**Document segment:**
=== Section Start ===

Federal Agencies Say
No to Dam Breaching

by Greg Moore
Idaho Mountain Express, March 6, 2020

Citing costs, EIS picks more spill to help salmon

Ice Harbor Dam (aerial photo - Salmon Recovery) As generally expected, the three federal agencies that operate the Columbia River System have once again rejected breaching the four lower Snake River dams to benefit migrating salmon and steelhead, preferring instead to continue a program of increased spill over the dams that began last spring.

The agencies' decision was announced as the preferred alternative in an environmental impact statement, or EIS, on future operations of the 14 dams in the federal system released on Feb. 28 by the U.S. Army Corps of Engineers, the Bureau of Reclamation and the Bonneville Power Administration. The draft EIS was completed in response to a court order in May 2016 rejecting the agencies' 10-year operations plan due to its potential effects on the endangered fish.

The three-year flexible spill operation releases more water through the dams for fish passage when power generation is less valuable and spills less when power generation is more valuable.

The fish swim as far as 900 miles upstream to Idaho to spawn in the upper Salmon and Middle Fork of the Salmon rivers and in Redfish Lake in the Sawtooth Valley. According to the EIS, the program is expected to increase adult return rates for Snake River Chinook by 35 percent and steelhead return rates by 28 percent.

However, conservationists said that won't be enough to save the salmon.

"Instead of taking the one step identified by scientists as absolutely crucial for salmon recovery, these agencies failed our region yet again," said Meg Townsend, an attorney with the Center for Biological Diversity, in a press release the day the EIS was issued. "The science shows that pulling out the four lower Snake River dams is the only way to save Columbia River salmon and the Southern Resident orcas that depend on them."

=== Section End ===

**Task set:**
A: Write out everything in the article about the lower Snake River dams from "The three-year flexible" down to "save the salmon.".
B: Answer these questions from the article about the lower Snake River dams:
(i) On what date was the environmental impact statement released?
(ii) By what percentage is the spill program expected to increase adult return rates for Snake River Chinook?
(iii) With what organization is Meg Townsend an attorney?
The listing that follows is not needed for any task on the article about the lower Snake River dams.

**Extracted data:**
=== Section Start ===

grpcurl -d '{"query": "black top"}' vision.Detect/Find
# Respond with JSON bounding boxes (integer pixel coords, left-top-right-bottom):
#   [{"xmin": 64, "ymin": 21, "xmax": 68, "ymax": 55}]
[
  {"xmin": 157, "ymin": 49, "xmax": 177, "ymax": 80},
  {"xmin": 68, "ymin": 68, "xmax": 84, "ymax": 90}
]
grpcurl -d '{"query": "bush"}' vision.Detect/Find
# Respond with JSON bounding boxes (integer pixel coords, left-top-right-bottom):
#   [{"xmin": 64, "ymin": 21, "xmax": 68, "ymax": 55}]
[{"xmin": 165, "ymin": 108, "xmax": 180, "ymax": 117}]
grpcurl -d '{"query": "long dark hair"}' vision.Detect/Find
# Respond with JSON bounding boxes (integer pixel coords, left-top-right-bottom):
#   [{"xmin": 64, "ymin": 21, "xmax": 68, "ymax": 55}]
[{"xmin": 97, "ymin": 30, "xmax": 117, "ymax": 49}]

=== Section End ===

**Written responses:**
A:
The three-year flexible spill operation releases more water through the dams for fish passage when power generation is less valuable and spills less when power generation is more valuable.

The fish swim as far as 900 miles upstream to Idaho to spawn in the upper Salmon and Middle Fork of the Salmon rivers and in Redfish Lake in the Sawtooth Valley. According to the EIS, the program is expected to increase adult return rates for Snake River Chinook by 35 percent and steelhead return rates by 28 percent.

However, conservationists said that won't be enough to save the salmon.

B:
(i) Feb. 28
(ii) 35 percent
(iii) The Center for Biological Diversity